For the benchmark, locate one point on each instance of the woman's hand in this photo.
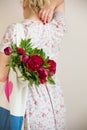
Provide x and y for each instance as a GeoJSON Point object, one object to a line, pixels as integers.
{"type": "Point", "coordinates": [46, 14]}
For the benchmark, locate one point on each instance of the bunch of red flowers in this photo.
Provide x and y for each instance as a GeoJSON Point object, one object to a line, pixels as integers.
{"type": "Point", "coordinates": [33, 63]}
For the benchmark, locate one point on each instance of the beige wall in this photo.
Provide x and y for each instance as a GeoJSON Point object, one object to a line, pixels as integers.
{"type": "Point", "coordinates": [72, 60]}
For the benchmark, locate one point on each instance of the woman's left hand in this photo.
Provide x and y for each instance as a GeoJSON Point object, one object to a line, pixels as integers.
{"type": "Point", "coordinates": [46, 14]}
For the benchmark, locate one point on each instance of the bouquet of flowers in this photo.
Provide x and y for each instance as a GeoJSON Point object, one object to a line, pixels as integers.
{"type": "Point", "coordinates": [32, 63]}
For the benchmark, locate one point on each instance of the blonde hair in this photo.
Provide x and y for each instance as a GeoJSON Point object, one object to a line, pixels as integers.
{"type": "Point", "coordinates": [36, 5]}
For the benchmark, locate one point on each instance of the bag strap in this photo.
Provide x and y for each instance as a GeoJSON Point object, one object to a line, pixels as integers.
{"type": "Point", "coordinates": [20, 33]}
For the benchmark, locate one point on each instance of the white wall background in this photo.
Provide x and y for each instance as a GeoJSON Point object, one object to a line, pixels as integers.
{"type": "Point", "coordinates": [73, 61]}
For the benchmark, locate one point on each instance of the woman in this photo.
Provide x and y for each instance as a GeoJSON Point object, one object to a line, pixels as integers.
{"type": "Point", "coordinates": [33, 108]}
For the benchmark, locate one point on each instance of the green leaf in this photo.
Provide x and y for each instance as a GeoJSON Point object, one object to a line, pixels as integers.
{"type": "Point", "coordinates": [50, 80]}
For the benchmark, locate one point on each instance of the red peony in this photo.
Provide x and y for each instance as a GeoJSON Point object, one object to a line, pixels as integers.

# # # # #

将上方列表从第一行到最后一行逐字复制，不增删任何字符，图片一律不要放入答案。

For the benchmark, locate one point on each instance of the woman's hand in this photo.
Provide x and y for each instance as a GeoJSON Point object, one object to a line, pixels as integers.
{"type": "Point", "coordinates": [46, 14]}
For the benchmark, locate one point on each instance of the bunch of red flowers in this photo.
Provide x and y for each instance as a GeoJSON Point object, one object to a line, pixels as integers.
{"type": "Point", "coordinates": [33, 63]}
For the benchmark, locate one point on each instance of the beige wall in this photo.
Provide x and y for each instance as a GeoJSON Point object, one object to a line, pixels as integers.
{"type": "Point", "coordinates": [72, 60]}
For the benchmark, locate one point on each instance of the woman's left hand in this photo.
Provide x and y for each instance as a GeoJSON Point object, one object to a line, pixels as integers.
{"type": "Point", "coordinates": [46, 14]}
For the benchmark, locate one point on each instance of the bouquet of flowers in this photo.
Provide x and y for each instance as a GeoJSON Point object, one object to a line, pixels as integers.
{"type": "Point", "coordinates": [32, 63]}
For the benchmark, locate one point on each instance of the blonde hair in this photo.
Provide x and y for each instance as a GeoJSON Point object, one object to a line, pixels as integers.
{"type": "Point", "coordinates": [36, 5]}
For the benchmark, locate one point on each instance of the bag strap in this photo.
Provide x and y for each instance as a GeoJSON Point object, one object to a line, pixels as integers.
{"type": "Point", "coordinates": [20, 33]}
For the benchmark, locate one point on each instance of the white wall background in this photo.
Provide x and y for each instance as a GeoJSON Point object, one object to a line, pixels as integers.
{"type": "Point", "coordinates": [73, 61]}
For the benchmark, locate one point on each instance of the woman in this photo.
Provide x and y for each instance as a GeoJSON Point object, one object to a line, pixels as integers.
{"type": "Point", "coordinates": [33, 108]}
For the benchmark, locate one point on each instance of the green leaf in this photo.
Provide x and y for each instance as a GeoJSON Point object, one object to a line, pixels as integers.
{"type": "Point", "coordinates": [50, 80]}
For the benchmark, locate one point on each instance of the red peony in this photo.
Provide x and y for each instance as a GeoJSON Point object, one object to a line, pixels as integers.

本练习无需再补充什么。